## SUPPLIED MATERIAL
========================================================================

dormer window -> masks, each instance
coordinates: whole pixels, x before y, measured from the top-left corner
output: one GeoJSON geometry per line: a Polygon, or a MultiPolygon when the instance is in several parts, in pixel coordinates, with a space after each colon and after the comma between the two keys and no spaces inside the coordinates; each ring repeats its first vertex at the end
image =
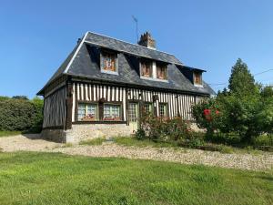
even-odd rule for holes
{"type": "Polygon", "coordinates": [[[199,72],[194,72],[194,84],[196,86],[202,86],[202,74],[199,72]]]}
{"type": "Polygon", "coordinates": [[[101,53],[101,70],[106,73],[116,73],[116,54],[107,51],[101,53]]]}
{"type": "Polygon", "coordinates": [[[151,61],[142,61],[140,63],[140,68],[141,68],[141,76],[147,77],[152,77],[152,62],[151,61]]]}
{"type": "Polygon", "coordinates": [[[157,63],[157,77],[158,79],[167,79],[167,65],[157,63]]]}

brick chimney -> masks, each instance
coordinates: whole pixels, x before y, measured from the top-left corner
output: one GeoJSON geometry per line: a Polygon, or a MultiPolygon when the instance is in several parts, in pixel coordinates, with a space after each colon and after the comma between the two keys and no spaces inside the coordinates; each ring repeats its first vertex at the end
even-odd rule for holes
{"type": "Polygon", "coordinates": [[[141,35],[140,40],[137,44],[142,46],[156,49],[156,41],[152,38],[152,36],[148,32],[141,35]]]}

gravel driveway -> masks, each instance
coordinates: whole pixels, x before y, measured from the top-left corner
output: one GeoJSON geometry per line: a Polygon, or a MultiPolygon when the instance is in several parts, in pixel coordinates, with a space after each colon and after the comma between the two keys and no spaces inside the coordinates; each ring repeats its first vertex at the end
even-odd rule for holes
{"type": "Polygon", "coordinates": [[[273,154],[223,154],[191,149],[125,147],[115,143],[100,146],[64,144],[39,139],[38,135],[0,138],[2,151],[49,151],[89,157],[122,157],[127,159],[173,161],[182,164],[203,164],[239,169],[266,170],[273,168],[273,154]]]}

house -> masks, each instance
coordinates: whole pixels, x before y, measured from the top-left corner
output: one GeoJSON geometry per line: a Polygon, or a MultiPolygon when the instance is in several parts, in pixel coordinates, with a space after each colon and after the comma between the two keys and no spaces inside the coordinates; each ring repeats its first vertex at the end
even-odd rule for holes
{"type": "Polygon", "coordinates": [[[86,32],[38,92],[42,136],[62,142],[129,136],[142,110],[193,120],[191,106],[214,94],[203,72],[157,50],[149,33],[136,45],[86,32]]]}

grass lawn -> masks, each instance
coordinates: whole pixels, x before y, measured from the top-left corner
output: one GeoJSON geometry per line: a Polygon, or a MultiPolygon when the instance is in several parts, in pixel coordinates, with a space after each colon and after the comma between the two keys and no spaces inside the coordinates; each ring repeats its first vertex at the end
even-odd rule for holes
{"type": "Polygon", "coordinates": [[[0,137],[8,137],[14,135],[20,135],[21,131],[0,131],[0,137]]]}
{"type": "MultiPolygon", "coordinates": [[[[89,141],[88,145],[93,145],[96,142],[100,141],[102,143],[102,139],[93,139],[94,142],[89,141]]],[[[122,138],[116,138],[115,142],[119,145],[124,145],[124,146],[136,146],[136,147],[154,147],[154,148],[174,148],[174,149],[182,149],[183,147],[180,147],[177,145],[177,142],[155,142],[153,140],[149,140],[147,138],[143,139],[143,140],[138,140],[136,138],[126,138],[126,137],[122,137],[122,138]]],[[[234,148],[231,146],[227,146],[227,145],[221,145],[221,144],[213,144],[213,146],[217,146],[219,149],[219,151],[222,153],[241,153],[241,154],[246,154],[246,153],[250,153],[250,154],[262,154],[263,151],[254,149],[250,147],[245,148],[245,149],[239,149],[239,148],[234,148]]]]}
{"type": "Polygon", "coordinates": [[[1,153],[0,204],[273,204],[273,172],[1,153]]]}

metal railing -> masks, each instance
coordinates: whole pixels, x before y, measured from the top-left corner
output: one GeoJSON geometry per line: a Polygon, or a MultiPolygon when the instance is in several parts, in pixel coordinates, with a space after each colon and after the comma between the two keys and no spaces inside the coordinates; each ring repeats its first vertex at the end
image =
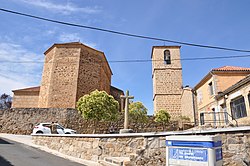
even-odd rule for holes
{"type": "MultiPolygon", "coordinates": [[[[238,121],[228,112],[202,112],[203,118],[200,118],[200,124],[211,124],[213,126],[238,126],[238,121]],[[231,120],[229,120],[231,118],[231,120]]],[[[201,117],[201,116],[200,116],[201,117]]]]}

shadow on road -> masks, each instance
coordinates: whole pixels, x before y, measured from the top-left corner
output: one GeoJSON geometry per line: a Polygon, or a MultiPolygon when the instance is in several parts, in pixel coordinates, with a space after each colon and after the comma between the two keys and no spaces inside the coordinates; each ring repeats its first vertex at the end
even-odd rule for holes
{"type": "Polygon", "coordinates": [[[12,143],[10,143],[8,141],[5,141],[5,140],[0,138],[0,144],[12,144],[12,143]]]}
{"type": "Polygon", "coordinates": [[[14,166],[8,160],[0,156],[0,166],[14,166]]]}

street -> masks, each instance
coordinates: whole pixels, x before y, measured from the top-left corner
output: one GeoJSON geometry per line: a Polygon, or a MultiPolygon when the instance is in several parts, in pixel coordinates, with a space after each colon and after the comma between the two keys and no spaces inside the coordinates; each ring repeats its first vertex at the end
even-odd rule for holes
{"type": "Polygon", "coordinates": [[[42,150],[0,138],[0,166],[83,166],[42,150]]]}

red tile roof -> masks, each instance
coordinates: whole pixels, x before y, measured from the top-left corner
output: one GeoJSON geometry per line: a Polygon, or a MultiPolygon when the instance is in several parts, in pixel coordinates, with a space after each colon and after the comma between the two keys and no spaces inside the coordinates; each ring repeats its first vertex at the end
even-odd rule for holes
{"type": "Polygon", "coordinates": [[[16,92],[16,91],[29,91],[29,92],[39,92],[40,91],[40,86],[36,86],[36,87],[30,87],[30,88],[24,88],[24,89],[17,89],[17,90],[12,90],[12,92],[16,92]]]}
{"type": "Polygon", "coordinates": [[[238,66],[223,66],[219,68],[214,68],[212,71],[250,71],[248,67],[238,67],[238,66]]]}

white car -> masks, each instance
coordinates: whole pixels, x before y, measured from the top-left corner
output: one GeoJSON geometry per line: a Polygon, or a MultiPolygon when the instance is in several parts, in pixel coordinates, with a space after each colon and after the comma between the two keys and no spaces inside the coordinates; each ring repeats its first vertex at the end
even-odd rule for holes
{"type": "MultiPolygon", "coordinates": [[[[56,124],[56,130],[58,134],[76,134],[75,130],[62,127],[60,124],[56,124]]],[[[51,134],[51,123],[39,123],[34,126],[32,134],[51,134]]]]}

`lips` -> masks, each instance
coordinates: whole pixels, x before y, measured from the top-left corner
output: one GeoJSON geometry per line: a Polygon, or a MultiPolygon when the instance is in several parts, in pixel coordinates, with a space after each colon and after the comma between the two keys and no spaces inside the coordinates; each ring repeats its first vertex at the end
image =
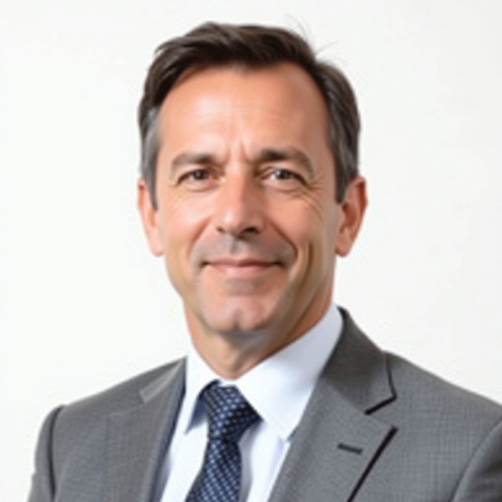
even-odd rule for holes
{"type": "Polygon", "coordinates": [[[245,278],[263,273],[280,263],[255,258],[222,258],[208,260],[203,265],[228,277],[245,278]]]}

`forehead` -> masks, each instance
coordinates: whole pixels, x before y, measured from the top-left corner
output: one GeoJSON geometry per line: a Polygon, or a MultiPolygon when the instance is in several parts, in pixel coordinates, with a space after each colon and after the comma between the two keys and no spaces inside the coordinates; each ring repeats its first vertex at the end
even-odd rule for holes
{"type": "Polygon", "coordinates": [[[163,141],[249,129],[255,136],[277,139],[327,137],[327,111],[320,90],[306,71],[289,63],[189,72],[164,99],[159,122],[163,141]]]}

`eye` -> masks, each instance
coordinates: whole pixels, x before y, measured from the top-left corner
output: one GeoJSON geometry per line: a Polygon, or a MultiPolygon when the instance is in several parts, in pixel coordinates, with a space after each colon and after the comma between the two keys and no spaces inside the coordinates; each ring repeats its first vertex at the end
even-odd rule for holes
{"type": "Polygon", "coordinates": [[[180,177],[178,181],[181,182],[185,180],[191,181],[202,181],[208,179],[211,176],[208,169],[199,169],[185,173],[180,177]]]}
{"type": "Polygon", "coordinates": [[[302,184],[305,184],[305,180],[301,175],[284,168],[275,168],[272,169],[269,172],[268,177],[274,181],[299,182],[302,184]]]}
{"type": "Polygon", "coordinates": [[[218,182],[218,173],[210,167],[198,167],[181,173],[177,184],[186,190],[200,192],[210,190],[218,182]]]}

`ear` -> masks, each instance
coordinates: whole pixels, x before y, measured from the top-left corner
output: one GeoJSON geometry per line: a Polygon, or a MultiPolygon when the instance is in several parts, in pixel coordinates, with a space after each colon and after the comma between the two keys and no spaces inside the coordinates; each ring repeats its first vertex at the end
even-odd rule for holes
{"type": "Polygon", "coordinates": [[[150,250],[155,256],[161,256],[164,254],[164,248],[159,230],[157,211],[152,204],[147,184],[143,178],[138,181],[137,203],[150,250]]]}
{"type": "Polygon", "coordinates": [[[367,205],[366,181],[358,176],[349,184],[340,205],[340,218],[335,252],[339,256],[348,254],[362,222],[367,205]]]}

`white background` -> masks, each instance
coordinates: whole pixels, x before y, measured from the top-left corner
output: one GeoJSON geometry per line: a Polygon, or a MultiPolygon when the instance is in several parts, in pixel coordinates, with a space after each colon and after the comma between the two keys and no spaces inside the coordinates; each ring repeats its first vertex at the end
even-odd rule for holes
{"type": "Polygon", "coordinates": [[[301,25],[361,110],[369,206],[337,303],[382,346],[502,401],[500,4],[7,2],[0,12],[0,500],[60,403],[183,353],[135,209],[155,47],[207,20],[301,25]]]}

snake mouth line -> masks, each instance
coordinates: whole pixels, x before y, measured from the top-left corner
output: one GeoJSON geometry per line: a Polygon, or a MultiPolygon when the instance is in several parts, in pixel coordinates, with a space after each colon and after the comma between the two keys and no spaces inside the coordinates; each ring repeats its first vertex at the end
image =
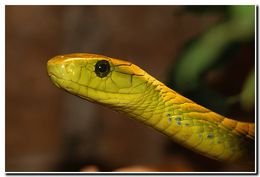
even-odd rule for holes
{"type": "MultiPolygon", "coordinates": [[[[72,83],[75,83],[81,87],[85,87],[87,89],[91,89],[91,90],[95,90],[95,91],[98,91],[98,92],[101,92],[101,93],[110,93],[110,94],[119,94],[119,95],[140,95],[140,94],[143,94],[143,92],[141,93],[119,93],[119,92],[111,92],[111,91],[103,91],[103,90],[100,90],[100,89],[96,89],[96,88],[93,88],[93,87],[89,87],[89,86],[86,86],[86,85],[83,85],[83,84],[80,84],[78,82],[75,82],[75,81],[72,81],[72,80],[67,80],[67,79],[63,79],[63,78],[60,78],[58,76],[56,76],[55,74],[52,74],[52,73],[48,73],[48,75],[52,78],[52,80],[54,80],[54,84],[59,87],[59,88],[64,88],[64,89],[67,89],[67,90],[71,90],[67,87],[64,87],[62,85],[60,85],[58,82],[56,82],[56,80],[60,80],[60,81],[67,81],[67,82],[72,82],[72,83]]],[[[80,96],[80,95],[79,95],[80,96]]]]}

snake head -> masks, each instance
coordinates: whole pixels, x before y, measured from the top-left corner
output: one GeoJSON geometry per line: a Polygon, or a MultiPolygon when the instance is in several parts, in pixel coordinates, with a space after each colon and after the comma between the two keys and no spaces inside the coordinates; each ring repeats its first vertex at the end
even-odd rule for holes
{"type": "Polygon", "coordinates": [[[122,106],[144,94],[153,78],[138,66],[102,55],[59,55],[47,63],[59,88],[92,102],[122,106]]]}

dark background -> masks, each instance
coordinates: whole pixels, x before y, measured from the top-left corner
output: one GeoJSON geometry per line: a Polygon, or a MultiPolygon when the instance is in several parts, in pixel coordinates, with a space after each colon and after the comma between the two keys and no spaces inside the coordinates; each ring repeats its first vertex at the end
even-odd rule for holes
{"type": "MultiPolygon", "coordinates": [[[[80,171],[90,165],[101,171],[136,165],[165,171],[252,170],[186,150],[139,122],[57,89],[48,78],[51,57],[87,52],[129,60],[167,82],[185,44],[225,18],[222,11],[191,8],[6,6],[6,171],[80,171]]],[[[238,67],[228,68],[236,76],[233,84],[231,78],[221,82],[229,78],[226,70],[211,73],[220,93],[232,95],[232,85],[241,85],[254,65],[254,42],[242,51],[237,50],[238,67]]],[[[241,115],[237,107],[232,112],[241,115]]]]}

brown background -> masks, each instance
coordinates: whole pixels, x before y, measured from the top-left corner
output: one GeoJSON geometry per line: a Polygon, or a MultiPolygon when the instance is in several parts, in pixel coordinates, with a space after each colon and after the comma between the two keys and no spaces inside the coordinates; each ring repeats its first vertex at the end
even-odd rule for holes
{"type": "Polygon", "coordinates": [[[57,89],[46,62],[87,52],[129,60],[161,81],[184,44],[222,17],[183,6],[6,6],[6,171],[236,169],[57,89]],[[169,167],[168,167],[169,166],[169,167]]]}

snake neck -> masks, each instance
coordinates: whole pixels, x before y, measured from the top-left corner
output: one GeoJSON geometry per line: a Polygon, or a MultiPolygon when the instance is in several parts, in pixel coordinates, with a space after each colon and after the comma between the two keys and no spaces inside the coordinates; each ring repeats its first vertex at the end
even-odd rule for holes
{"type": "Polygon", "coordinates": [[[153,78],[142,95],[117,110],[213,159],[244,158],[254,139],[254,124],[214,113],[153,78]]]}

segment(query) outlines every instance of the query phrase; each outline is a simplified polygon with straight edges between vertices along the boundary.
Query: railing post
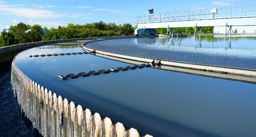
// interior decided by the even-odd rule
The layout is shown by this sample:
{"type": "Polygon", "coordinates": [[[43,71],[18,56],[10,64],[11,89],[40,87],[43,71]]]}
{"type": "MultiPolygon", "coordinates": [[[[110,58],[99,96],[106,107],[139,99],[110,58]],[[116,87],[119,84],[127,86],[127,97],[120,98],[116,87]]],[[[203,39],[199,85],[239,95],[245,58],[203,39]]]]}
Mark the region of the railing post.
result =
{"type": "Polygon", "coordinates": [[[231,7],[230,7],[230,16],[229,17],[231,17],[231,7]]]}
{"type": "Polygon", "coordinates": [[[200,20],[201,20],[201,10],[200,10],[200,20]]]}
{"type": "Polygon", "coordinates": [[[241,6],[241,18],[242,18],[242,12],[243,11],[243,6],[241,6]]]}

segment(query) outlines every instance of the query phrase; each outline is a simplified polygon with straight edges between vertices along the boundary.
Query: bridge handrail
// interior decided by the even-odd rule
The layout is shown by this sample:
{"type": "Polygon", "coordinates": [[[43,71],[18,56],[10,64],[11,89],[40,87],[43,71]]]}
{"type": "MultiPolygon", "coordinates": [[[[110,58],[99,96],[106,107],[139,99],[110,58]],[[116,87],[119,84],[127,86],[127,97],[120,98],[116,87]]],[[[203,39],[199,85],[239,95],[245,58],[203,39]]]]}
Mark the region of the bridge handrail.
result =
{"type": "Polygon", "coordinates": [[[174,12],[137,16],[137,24],[183,20],[200,20],[208,19],[213,19],[220,18],[244,18],[246,17],[251,17],[252,16],[256,17],[256,4],[174,12]],[[247,8],[247,10],[246,8],[247,8]],[[238,8],[239,9],[238,10],[238,8]],[[217,11],[216,12],[213,12],[215,9],[217,11]],[[241,13],[241,14],[238,13],[241,13]]]}

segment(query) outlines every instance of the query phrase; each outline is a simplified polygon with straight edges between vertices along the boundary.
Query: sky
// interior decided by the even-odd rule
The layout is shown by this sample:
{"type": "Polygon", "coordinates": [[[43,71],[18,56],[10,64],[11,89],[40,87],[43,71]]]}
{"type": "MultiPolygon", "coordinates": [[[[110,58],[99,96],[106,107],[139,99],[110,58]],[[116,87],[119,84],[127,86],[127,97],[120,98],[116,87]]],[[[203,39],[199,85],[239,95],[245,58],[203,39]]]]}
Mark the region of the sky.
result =
{"type": "Polygon", "coordinates": [[[100,21],[134,26],[137,16],[149,9],[158,14],[255,4],[250,0],[0,0],[0,30],[20,22],[48,28],[100,21]]]}

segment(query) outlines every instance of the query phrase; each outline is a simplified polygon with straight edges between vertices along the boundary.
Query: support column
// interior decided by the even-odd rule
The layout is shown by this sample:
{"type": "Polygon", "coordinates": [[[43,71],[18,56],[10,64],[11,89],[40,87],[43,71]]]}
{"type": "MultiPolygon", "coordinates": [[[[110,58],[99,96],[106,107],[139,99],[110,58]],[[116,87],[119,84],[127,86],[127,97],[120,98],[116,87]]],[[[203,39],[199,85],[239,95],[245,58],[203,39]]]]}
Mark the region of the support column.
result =
{"type": "Polygon", "coordinates": [[[180,30],[180,32],[181,33],[181,35],[183,35],[183,34],[182,34],[182,32],[181,31],[181,29],[180,29],[180,28],[178,28],[179,29],[179,30],[180,30]]]}
{"type": "Polygon", "coordinates": [[[230,39],[230,37],[231,37],[231,29],[232,29],[232,26],[230,26],[230,31],[229,32],[229,39],[230,39]]]}
{"type": "Polygon", "coordinates": [[[195,32],[196,31],[196,26],[197,25],[197,23],[195,24],[195,33],[194,34],[194,37],[195,37],[195,32]]]}
{"type": "Polygon", "coordinates": [[[226,29],[225,30],[225,37],[226,38],[226,36],[227,35],[227,22],[226,25],[226,29]]]}
{"type": "Polygon", "coordinates": [[[199,34],[199,37],[201,37],[201,30],[202,29],[202,27],[200,27],[200,33],[199,34]]]}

========================================================================

## BRIEF
Pull out each line of the records above that contains the word "snake", and list those lines in the order they appear.

## ANSWER TO THIS PROBLEM
snake mouth line -> masks, each instance
snake head -> masks, each instance
snake neck -> masks, each instance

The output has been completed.